▶ [Extrait à lire]:
- - -

Le corps exhibé d’une Vénus pudique
Dans son film, Kechiche montre la Vénus Noire réduite à un objet d’exhibition. Les scènes très physiques rendent bien l’étonnement des foules vis-à-vis de son corps de jeune hottentote. Saartje a parfaitement assimilé les exigences qui pèsent sur elle : il faut qu’elle soit Vénus, précisément, sortie des temps les plus primitifs, première de son espèce à être approchée. Et les remarques fusent : « Peut-on lui toucher les cheveux ? » ; « On dirait de la mousse » ; « Elle boit beaucoup » (remarque doucement grotesque, car en effet, si elle a une capacité déroutante à enchaîner les verres de whiskey, on doute qu’il s’agisse là d’un trait caractéristique de sa « race »). Mais la fascination horrifiée n’a pas de limite et la foule redemande à voir ce corps alcoolisé qui vomit : « À boire pour notre Vénus ! » – le corps de la jeune femme se laisse coloniser par l’alcool et le tabac abondamment fournis par les européens. Plus elle boit, plus se dissout son image civilisée, et cela tombe bien car le peuple tient absolument à reconnaître en elle la figure animale qu’il a imaginée. Kechiche semble accorder au whiskey ce pouvoir de favoriser, pour Saartje, une voie menant à cette image de bête qu’il s’agit d’endosser. Plutôt que de plaindre une victime sans moyens à qui l’on fait subir les pires bassesses, le spectateur du film, conscient néanmoins de la violence insupportable de la situation, observe une jeune femme qui saisit très bien le jeu des clichés vulgaires qu’on lui impose et qui y échappe parce qu’elle les déjoue.
Au 19e siècle, le Hottentot ne pouvait espérer des Blancs que des marques de mépris. Le siècle des Lumières n’y était pas pour rien et la célèbre Encyclopédie de Diderot et d’Alembert livrait parmi ses commentaires éclairés une description peu réjouissante : « Hottentots : ce sont des Cafres, qui ne seraient que basanés s’ils ne se noircissaient la peau avec de la graisse et du suif qu’ils mêlent pour se barbouiller. Ils sont couleur d’olive, mais jamais noirs, quelque peine qu’ils se donnent pour le devenir. Leurs cheveux, collés ensemble par leur affreuse malpropreté, ressemblent à la toison d’un mouton noir rempli de crotte5 ». Tout un bestiaire est convoqué : quand ils ne sont pas comparés à des singes, les Hottentots sont de toute façon associés à des bêtes. Avant de s’intéresser à la Vénus Noire, Réaux le parisien faisait profession de montreur d’ours.

- - -

▶ [Données extraites]:
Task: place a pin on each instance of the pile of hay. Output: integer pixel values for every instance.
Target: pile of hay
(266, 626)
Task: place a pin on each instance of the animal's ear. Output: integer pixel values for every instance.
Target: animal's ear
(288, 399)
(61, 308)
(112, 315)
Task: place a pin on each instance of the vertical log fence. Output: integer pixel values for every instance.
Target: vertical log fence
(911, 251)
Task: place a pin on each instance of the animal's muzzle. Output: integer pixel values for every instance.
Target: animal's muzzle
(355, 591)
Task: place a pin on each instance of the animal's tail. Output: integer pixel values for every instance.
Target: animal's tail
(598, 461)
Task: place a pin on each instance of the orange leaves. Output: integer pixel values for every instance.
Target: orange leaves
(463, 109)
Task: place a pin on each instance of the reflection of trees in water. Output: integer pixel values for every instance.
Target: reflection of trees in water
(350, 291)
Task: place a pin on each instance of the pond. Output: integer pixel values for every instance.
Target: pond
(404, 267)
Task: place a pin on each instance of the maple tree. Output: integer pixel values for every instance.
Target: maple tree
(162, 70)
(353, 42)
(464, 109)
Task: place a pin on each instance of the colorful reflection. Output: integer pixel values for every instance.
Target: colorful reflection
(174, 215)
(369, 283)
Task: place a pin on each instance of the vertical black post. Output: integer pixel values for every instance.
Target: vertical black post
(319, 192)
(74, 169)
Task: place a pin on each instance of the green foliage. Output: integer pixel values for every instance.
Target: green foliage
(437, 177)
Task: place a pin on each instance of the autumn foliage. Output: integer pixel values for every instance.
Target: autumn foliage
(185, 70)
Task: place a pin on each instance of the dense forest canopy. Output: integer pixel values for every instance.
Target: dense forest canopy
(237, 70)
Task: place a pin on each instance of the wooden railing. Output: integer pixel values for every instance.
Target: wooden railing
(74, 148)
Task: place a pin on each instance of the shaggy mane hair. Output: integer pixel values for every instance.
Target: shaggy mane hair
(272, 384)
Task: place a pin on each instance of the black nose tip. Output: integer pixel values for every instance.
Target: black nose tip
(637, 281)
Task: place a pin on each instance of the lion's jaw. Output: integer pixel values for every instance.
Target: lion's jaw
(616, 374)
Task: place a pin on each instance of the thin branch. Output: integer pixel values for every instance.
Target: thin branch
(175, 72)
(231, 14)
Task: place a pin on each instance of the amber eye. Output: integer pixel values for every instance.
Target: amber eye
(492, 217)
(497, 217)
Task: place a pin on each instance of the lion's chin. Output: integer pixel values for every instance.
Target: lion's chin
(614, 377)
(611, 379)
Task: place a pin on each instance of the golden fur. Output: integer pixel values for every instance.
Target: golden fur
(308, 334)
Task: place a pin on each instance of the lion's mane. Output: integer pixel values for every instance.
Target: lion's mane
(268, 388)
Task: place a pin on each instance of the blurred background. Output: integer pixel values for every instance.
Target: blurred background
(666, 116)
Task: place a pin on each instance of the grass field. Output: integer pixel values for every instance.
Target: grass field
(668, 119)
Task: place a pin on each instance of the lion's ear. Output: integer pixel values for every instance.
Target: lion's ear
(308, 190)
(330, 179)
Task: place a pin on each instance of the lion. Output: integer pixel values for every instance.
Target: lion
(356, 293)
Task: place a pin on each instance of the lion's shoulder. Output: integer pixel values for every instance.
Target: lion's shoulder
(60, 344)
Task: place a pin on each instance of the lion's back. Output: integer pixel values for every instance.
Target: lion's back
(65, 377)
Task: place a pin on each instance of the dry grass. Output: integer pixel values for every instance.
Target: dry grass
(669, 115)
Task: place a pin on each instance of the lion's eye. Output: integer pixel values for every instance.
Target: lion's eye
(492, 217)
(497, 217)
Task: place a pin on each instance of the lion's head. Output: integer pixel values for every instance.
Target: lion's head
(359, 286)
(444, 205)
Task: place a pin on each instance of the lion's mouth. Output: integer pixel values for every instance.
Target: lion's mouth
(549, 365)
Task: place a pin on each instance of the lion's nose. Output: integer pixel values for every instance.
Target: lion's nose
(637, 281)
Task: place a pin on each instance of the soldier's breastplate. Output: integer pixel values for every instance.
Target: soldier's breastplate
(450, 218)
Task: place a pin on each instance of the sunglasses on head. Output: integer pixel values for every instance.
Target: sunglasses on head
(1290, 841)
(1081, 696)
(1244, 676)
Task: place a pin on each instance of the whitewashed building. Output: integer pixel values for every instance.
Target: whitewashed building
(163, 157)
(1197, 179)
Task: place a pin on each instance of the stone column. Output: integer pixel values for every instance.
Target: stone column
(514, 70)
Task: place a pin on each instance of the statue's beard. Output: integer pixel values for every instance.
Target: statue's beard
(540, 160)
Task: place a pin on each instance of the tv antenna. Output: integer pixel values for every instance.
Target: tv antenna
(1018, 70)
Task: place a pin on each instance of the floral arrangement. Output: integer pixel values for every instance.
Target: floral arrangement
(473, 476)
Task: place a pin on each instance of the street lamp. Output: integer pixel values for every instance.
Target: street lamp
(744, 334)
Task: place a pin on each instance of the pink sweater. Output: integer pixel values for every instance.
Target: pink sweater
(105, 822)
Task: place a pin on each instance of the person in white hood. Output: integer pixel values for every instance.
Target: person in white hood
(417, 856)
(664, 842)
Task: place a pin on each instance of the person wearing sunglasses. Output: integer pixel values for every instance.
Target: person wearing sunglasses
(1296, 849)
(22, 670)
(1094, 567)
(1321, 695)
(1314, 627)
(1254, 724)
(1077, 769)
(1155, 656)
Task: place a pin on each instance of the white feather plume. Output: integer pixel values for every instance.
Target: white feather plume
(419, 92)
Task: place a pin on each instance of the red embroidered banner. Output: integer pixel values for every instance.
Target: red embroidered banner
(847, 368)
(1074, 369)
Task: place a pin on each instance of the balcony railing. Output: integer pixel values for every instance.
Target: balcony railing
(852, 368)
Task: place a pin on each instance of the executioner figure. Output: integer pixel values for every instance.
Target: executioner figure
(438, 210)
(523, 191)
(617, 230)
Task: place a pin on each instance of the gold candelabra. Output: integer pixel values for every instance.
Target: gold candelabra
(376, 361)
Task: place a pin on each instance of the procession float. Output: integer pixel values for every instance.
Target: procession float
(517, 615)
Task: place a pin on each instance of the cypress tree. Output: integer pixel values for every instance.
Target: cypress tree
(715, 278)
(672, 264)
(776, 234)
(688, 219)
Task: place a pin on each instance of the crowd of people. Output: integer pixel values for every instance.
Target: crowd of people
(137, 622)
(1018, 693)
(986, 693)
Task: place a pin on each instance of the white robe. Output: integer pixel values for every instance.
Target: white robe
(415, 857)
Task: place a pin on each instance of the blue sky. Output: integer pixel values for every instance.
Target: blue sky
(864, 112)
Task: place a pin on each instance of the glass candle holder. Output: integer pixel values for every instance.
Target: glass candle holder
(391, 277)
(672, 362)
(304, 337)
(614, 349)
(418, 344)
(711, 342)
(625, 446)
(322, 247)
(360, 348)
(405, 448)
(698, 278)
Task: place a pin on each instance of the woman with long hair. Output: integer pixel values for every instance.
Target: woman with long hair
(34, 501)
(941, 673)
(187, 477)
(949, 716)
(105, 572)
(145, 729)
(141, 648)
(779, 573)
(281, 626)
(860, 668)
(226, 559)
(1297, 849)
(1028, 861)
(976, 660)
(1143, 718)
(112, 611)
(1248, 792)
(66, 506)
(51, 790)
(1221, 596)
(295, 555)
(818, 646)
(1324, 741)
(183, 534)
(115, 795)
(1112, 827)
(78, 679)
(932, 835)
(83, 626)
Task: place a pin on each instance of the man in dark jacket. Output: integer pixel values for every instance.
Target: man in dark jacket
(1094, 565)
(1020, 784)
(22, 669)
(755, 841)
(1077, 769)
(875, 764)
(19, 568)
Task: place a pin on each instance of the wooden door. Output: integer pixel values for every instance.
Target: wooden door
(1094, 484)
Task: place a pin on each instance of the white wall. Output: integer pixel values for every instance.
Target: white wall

- - -

▶ [Consignes]:
**a)** Relevez toutes les paroles de la foule que l'extrait sur la Vénus Noire cite entre guillemets.
**b)** Poursuivez l'extrait sur la Vénus Noire à partir de sa dernière phrase.

▶ [Corrigé de l'exercice]:
**a)**
- « Peut-on lui toucher les cheveux ? »
- « On dirait de la mousse »
- « Elle boit beaucoup »
- « À boire pour notre Vénus ! »

**b)**
Dans le film, les représentations du corps de la Vénus se démultiplient : gravures satyriques, affiches publicitaires, exhibition live de la jeune Hottentote, petites statuettes sculptées par les artisans de Piccadilly, croquis anatomiques, moulage post mortem, reconstitution grandeur nature. L’étonnante silhouette inspire plus d’un faiseur d’image. Tout est fait pour que chacun puisse consommer ce corps, le toucher, en conserver une représentation. En insistant à ce point sur la caricature, Kechiche nous rappelle à quel point nous sommes attachés aux apparences visuelles. Et à quel point nous sommes capables de tordre le réel pour qu’il s’accorde avec les images qui conditionnent notre lecture du monde. À Londres, le spectacle proposé par Caezar aux amateurs de sensations fortes et autres cabinets de monstruosités permet à chacun d’approcher de près les lourdes chairs de la Vénus Hottentote. Le film réserve plusieurs scènes à la mémoire du supplice de Sarah Bartman, qui détestait être offerte aux caresses malveillantes des curieux. Le présentateur du spectacle insiste : « N’ayez pas peur, ça vous rend fertile ! ». Comme les Vénus préhistoriques, la jeune Hottentote, au bassin large et aux seins pesants, est représentée en déesse de la fertilité. « Approchez, touchez ! ». Elle n’est pas seulement une Vénus pour regarder, mais – dès le départ et de plus en plus – une Vénus pour toucher (ce qui l’horripile par dessus tout). Et même une Vénus à goûter quand les soirées dégénèrent.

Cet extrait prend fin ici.